Written exercise.
Express the lines of the rows below as a numbered list, omitting blank lines and leaving the pictures out.

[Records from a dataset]
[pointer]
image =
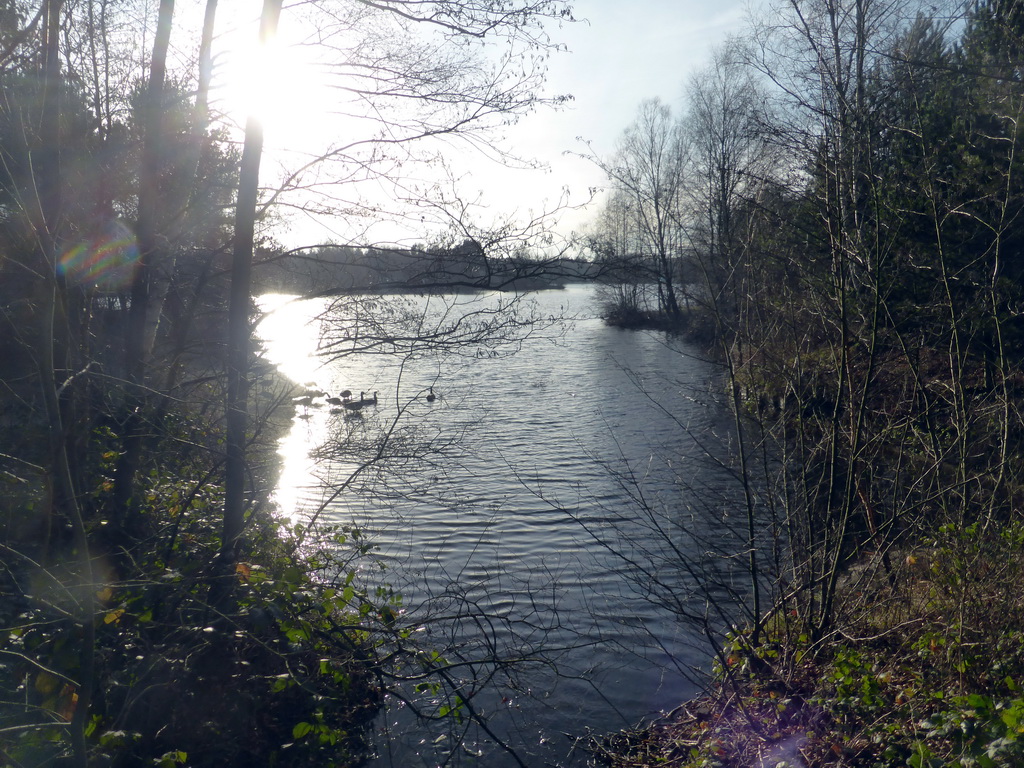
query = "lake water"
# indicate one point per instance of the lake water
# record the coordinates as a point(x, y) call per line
point(555, 518)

Output.
1. [pointer]
2. image =
3. query = "lake water"
4. # indicate one point per instance of the lake water
5. # record the coordinates as a point(x, y) call per line
6. point(555, 518)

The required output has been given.